Reading passage Block Start

Editor's Note: October 21-27, 2024, Wuhan, at the 9th Academic Symposium of the Chinese Chapter of the International Hepato-Pancreato-Biliary Association (IHPBA), we interviewed Professor René Adam, the current President of the IHPBA and a famous surgeon at AP-HP Paul Brousse Hospital in Paris, France, to share his research explorations on the use of liver transplantation combined with chemotherapy for the treatment of colorectal cancer with liver metastases (CRLM).
Q1: At this forum, you also delivered a specialized report on the topic of ‘The Role of Liver Transplantation in the Treatment of Colorectal Cancer with Liver Metastases’. Could you please introduce the core points of your report to our readers?
Prof. René Adam:This is indeed a pivotal study, primarily because it is randomized, which is rare in surgical research. What we currently know about treating colorectal liver metastases is that partial hepatic resection is the optimal therapy for patients deemed resectable. However, only 20% of patients with colorectal liver metastases present with resectable disease.
For those initially deemed unresectable, chemotherapy can sometimes downsize the tumor, allowing for secondary resection of the liver metastases and offering a significant survival benefit, with a five-year overall survival rate of approximately 30% to 40%. Yet, 50% to 60% of patients present with definitively unresectable colorectal liver metastases.
In such cases, the standard of care has been chemotherapy, which has shown remarkable advancements over the past 15 to 20 years. However, these improvements have primarily impacted short- and medium-term survival; long-term survival remains poor, with almost no chance of five-year survival.
Therefore, in this study, we compared chemotherapy combined with liver transplantation to chemotherapy alone —the previous standard of care—. The results revealed that liver transplantation plus chemotherapy significantly improves both overall survival and progression-free survival in selected patients with unresectable colorectal liver metastases compared to chemotherapy alone.

Reading passage Block End
Exercise data Block Start

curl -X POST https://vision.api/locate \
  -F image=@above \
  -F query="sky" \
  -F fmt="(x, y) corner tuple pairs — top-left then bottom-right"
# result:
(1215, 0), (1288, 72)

Exercise data Block End
Exercise data Block Start

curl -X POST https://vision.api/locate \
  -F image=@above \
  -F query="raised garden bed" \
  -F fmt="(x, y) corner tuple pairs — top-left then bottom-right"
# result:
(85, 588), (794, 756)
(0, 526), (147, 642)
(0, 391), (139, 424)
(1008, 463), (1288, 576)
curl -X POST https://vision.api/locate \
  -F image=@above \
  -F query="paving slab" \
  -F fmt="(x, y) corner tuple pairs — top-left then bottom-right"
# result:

Exercise data Block End
Exercise data Block Start

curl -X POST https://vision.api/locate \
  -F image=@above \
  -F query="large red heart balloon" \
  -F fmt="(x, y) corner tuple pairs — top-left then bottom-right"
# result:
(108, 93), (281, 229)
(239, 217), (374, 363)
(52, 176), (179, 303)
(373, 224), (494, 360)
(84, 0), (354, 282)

Exercise data Block End

Exercise instructions –
#1 Return the interview text from "For those initially" to "colorectal liver metastases.", word for word.
#2 In the interview on liver transplantation for colorectal liver metastases, what five-year overall survival rate is reported for initially unresectable patients who undergo secondary resection after chemotherapy?

Answers –
#1
For those initially deemed unresectable, chemotherapy can sometimes downsize the tumor, allowing for secondary resection of the liver metastases and offering a significant survival benefit, with a five-year overall survival rate of approximately 30% to 40%. Yet, 50% to 60% of patients present with definitively unresectable colorectal liver metastases.

#2 Approximately 30% to 40%.